**** SUPPLIED INFORMATION ****

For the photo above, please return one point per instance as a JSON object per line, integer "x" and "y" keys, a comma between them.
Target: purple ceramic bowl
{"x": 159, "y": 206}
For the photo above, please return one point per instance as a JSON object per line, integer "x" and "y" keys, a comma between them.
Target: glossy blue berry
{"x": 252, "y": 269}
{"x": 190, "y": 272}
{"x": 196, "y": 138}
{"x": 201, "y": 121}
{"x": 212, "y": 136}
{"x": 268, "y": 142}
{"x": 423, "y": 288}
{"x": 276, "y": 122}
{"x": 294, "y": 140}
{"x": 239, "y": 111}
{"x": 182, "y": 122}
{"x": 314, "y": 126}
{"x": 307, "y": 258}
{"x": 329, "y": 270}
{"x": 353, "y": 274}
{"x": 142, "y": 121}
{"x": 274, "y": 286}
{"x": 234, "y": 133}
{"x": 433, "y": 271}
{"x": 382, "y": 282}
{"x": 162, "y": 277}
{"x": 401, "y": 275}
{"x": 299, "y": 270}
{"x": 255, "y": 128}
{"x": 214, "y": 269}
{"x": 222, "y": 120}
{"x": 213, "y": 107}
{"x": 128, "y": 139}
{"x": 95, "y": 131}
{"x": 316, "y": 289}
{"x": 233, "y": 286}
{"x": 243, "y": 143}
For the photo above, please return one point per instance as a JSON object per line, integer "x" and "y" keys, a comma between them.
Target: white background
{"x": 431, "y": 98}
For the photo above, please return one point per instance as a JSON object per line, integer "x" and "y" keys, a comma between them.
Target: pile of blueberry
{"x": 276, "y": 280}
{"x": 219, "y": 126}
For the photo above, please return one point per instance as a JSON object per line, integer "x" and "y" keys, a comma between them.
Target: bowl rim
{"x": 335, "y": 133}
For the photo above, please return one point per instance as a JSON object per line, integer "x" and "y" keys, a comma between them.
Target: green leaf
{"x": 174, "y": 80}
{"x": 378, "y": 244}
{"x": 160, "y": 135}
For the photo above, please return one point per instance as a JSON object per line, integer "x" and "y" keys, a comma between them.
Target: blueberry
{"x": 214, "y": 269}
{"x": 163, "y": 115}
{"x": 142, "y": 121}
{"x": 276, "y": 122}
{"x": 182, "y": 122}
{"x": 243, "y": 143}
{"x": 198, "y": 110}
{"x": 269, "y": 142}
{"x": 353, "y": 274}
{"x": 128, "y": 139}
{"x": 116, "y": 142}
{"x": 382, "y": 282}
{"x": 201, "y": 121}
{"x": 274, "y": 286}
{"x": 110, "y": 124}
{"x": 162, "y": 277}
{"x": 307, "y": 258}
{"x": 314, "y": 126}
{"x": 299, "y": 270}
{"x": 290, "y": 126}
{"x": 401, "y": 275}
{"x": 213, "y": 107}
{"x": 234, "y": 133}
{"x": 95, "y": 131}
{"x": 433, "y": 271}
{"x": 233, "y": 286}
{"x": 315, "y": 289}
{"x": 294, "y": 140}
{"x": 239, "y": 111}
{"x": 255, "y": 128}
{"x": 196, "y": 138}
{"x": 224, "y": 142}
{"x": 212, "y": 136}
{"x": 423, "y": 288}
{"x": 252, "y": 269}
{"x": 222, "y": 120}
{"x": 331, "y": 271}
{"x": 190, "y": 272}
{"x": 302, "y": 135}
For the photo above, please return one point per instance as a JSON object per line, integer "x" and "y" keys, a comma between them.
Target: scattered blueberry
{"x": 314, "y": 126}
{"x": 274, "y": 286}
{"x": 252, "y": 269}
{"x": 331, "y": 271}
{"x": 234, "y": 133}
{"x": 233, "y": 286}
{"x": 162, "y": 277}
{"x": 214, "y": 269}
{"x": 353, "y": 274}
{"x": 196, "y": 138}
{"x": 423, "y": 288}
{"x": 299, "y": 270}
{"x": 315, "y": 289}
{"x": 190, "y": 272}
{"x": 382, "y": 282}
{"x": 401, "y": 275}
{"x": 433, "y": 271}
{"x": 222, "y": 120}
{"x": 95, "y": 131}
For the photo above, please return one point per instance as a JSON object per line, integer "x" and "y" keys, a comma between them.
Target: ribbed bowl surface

****

WHAT THE TASK REQUIRES: Gather and copy out every line of the records above that contains the string "blueberry". Case counts when matching.

EXERCISE RESULT:
Target: pile of blueberry
Target: blueberry
Target: scattered blueberry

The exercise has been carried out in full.